Amaç 1 >> Türkü derlemeleri metninde "Bu amaçla çeşitli" sözcükleriyle açılıp "Derlemeler nasıl oluyordu?" sözcükleriyle kapanan bölümü harfi harfine aktarın.
Amaç 2 >> Türkü derlemeleri metnine göre, 1926'da gezilere çıkan grup bir yıl sonra hangi yörelerde türkü derledi?
Amaç 3 >> Türkü derlemeleri metnini kaldığı yerden sürdürün.

Metin >>
★ ★ ★

Türkiye Cumhuriyeti’nin
kurulmasından itibaren derleme çalışmaları, bilimsel bir potaya taşınmak istenmiştir.
Bu amaçla çeşitli devlet kurumları işe el atmışlar. Çünkü yeni kurulan bir
cumhuriyetin her alanda yenileşen sisteme uygun bir müzik politikası da
olmalıydı. Bu gerçekler göz önüne alınınca Anadolu toprağının sesine kulak
verildi. Yani kısacası, Anadolu halk ezgilerini Türk müziğinin öz kaynaklarından
olduğunu kabul ediyor ve derlenmesi için gereken koşulları yerine getiriyordu.
Derlemeler nasıl oluyordu?
İlk derleme çalışmaları:
Bu derleme işinin ilk
taşıyıcıları müzikle uğraşan öğretmenlerdi. (Köy Enstitüleri) Müzik öğretmenleri
derlediği türküleri notaya alıp, dönemin tek yetkili kurumu olan “İstanbul
Belediye Konservatuarı’na yani şimdi ki, “İstanbul Üniversitesi Devlet
Konservatuarı’na gönderiyorlardı. Bu yöntem güvenilir olmadığı için, yerinde
tespit ve yerinde derleme yöntemi gündeme geliyor. İşte bu kararla birlikte
derlemeciler halk içine gitmeye başlıyorlar.
İkinci derleme çalışmaları:
1926 yılında adı geçen
konservatuarın öğretim görevlilerinden, bir gurup kalkıp,
- Kayseri
- Sivas
- Niğde
- Adana
- Gaziantep
- Urfa
şehirlerini teker teker dolaştılar. Bu dolaşmanın getirdiği verimlilik
kendini gösterince, aynı gurup bir yıl sonra, Manisa, Karaman, Alaşehir,
Konya, Ereğli, Ödemiş ve Aydın yöresinde türkü derlemeleri
gerçekleşmiştir.
Üçüncü derleme çalışmaları:
1928 yılında ise üçüncü kez derleme
gezilerine çıkılmıştır. Gezilen yöreler ise:
- Ankara
- Çankırı
- İnebolu
- Kastamonu
- Kütahya
- Eskişehir
- Bursa
illeri gezilmiştir.
Dördüncü derleme çalışmaları:
1929 yılında yapılmıştır gezilen yöreler
ise şunlardır:
- Trabzon
- Gümüşhane
- Erzincan,
- Bayburt
- Erzurum
- Giresun
- Rize
- Sinop
yöreleridir
Dördüncü derleme çalışmaları sona
erir ermez, arkasından bu çalışmaları yürüten uzman kadronun da çalışmaları
durdurulur. Uzman kadro denince bu kadroda yerini alan görevlilerin isimlerini
de verelim.
Görevli uzmanlar:
- Mahmut
Ragıp Gazimihal
- Yusuf
Ziya Demircioğlu
- Ferruh
Arsunar
- Muhittin
Sadak
- Rauf
Yekta adlarını saymak mümkündür.

★ ★ ★

Veriler >>
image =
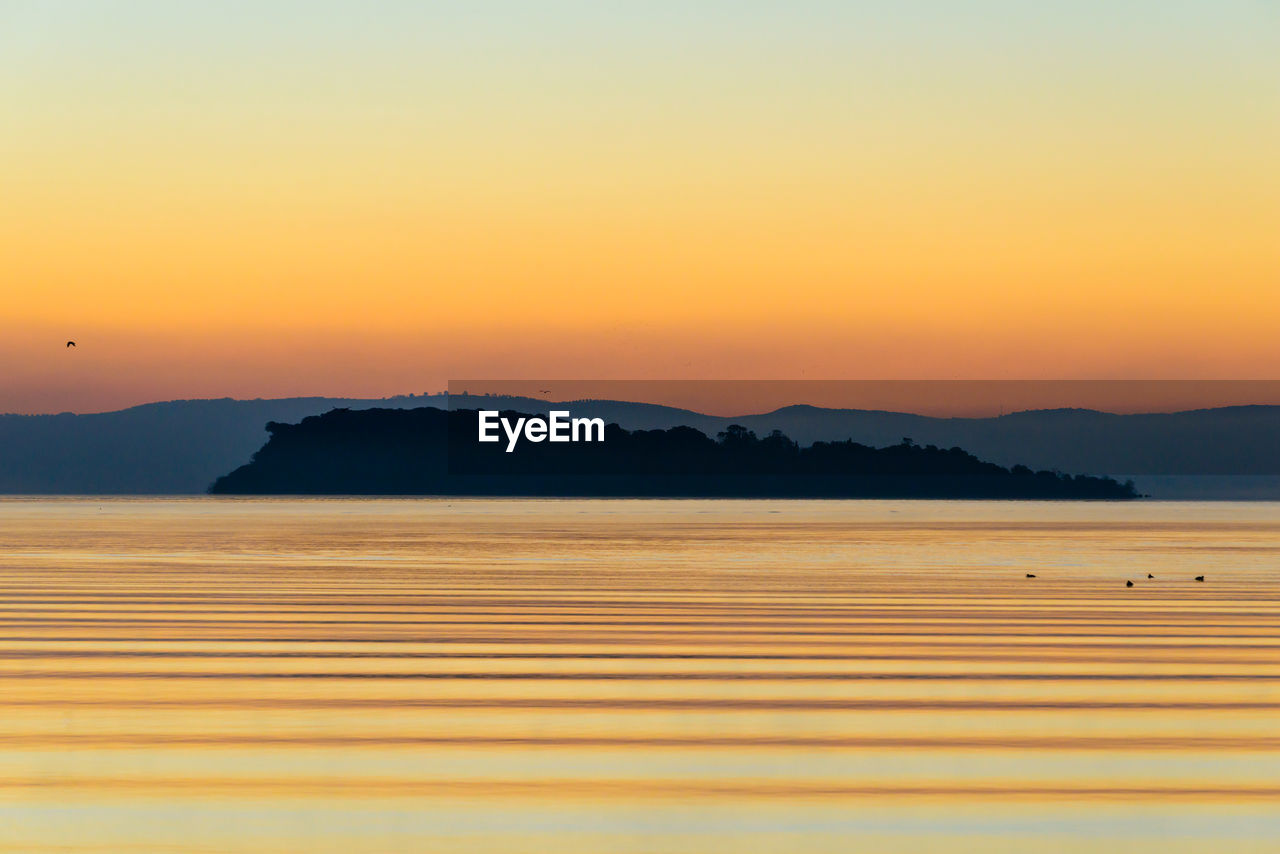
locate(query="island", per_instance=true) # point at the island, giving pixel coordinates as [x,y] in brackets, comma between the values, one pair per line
[430,451]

★ ★ ★

Görev sonucu 1 >>
Bu amaçla çeşitli devlet kurumları işe el atmışlar. Çünkü yeni kurulan bir
cumhuriyetin her alanda yenileşen sisteme uygun bir müzik politikası da
olmalıydı. Bu gerçekler göz önüne alınınca Anadolu toprağının sesine kulak
verildi. Yani kısacası, Anadolu halk ezgilerini Türk müziğinin öz kaynaklarından
olduğunu kabul ediyor ve derlenmesi için gereken koşulları yerine getiriyordu.
Derlemeler nasıl oluyordu?

Görev sonucu 2 >> Manisa, Karaman, Alaşehir, Konya, Ereğli, Ödemiş ve Aydın yöresinde.

Görev sonucu 3 >>
Derleme çalışmaları 1937 yılına
kadar ara vermiştir. Bir olayı belirtelim. Uzmanlar düzeyinde kesintiye uğrayan
bu çalışmalar kişiler bazında mutlaka sürdürülmüştür.
Yeniden derleme çalışmalarının
başlaması. İşin bundan sonra ki dönemini Ankara Devlet Konservatuarı ele
alıyor. Yani derleme çalışmaları İstanbul’dan Ankara’ya taşınıyor. Ankara’da başlatılan
derleme çalışmalarını yapan uzman kadroların adlarını ve derleme yaptıkları
tarihleri verelim... (Bu bilgiler TRT kaynaklıdır)
- Hasan
Ferit Alnar
- Necil
Kazım Akses
- Ulvi
Cemal Erkin
- Halil
Bedii
- Muzaffer
Sarısözen
- Arif
Etikan
- Cevat
Memduh Altar
- Tahsin
Banguoğlu
- Rıza
Yetişen
- Nurullah
Taşkıran
- Mahmut
Ragıp Gazimihal
- Mithat
Fenmen
1937 ile 1942 yıllarında derleme
yapan uzmanlar.
İlk beş yıl böylece tamamlanmış
oldu. Sonra ki on geziye çıkan uzman kadronun isimlerini de yazalım.
- Muzaffer
Sarısözen
- Halil
Bedii Yönetken ve
- Rıza
Yetişen
Gibi üç isim verebilirim. Bu
süreç içinde on bine yakın türkünün derlendiğini ve notaya alınarak arşive
aktarıldığı yazılıp söyleniliyor. Ancak tüm anlatılarda yukarıya adlarını
yazdığım derlemecilerden nedense söz edilmiyor. Sadece Muzaffer Sarısözen isminden
söz ediliyor. Ayrıca derlemelerin temel kaynağı olan Köy Enstitülerinden hiç
söz edilmiyor.
TRT’nin kuruluşu ve radyo Çalışanları’nın
derlemeleri gündeme gelir.
Ankara Radyosu, 1927 yılının
Kasım ayında (bazı kayıtlarda 18 Ekim olarak geçmektedir) Türk Telsiz Telefon
Anonim Şirketi tarafından devreye sokulmuş ve ilk defa 1554 metre üzerinden 5
kW gücündeki vericiyle yayın hayatına başlamıştır.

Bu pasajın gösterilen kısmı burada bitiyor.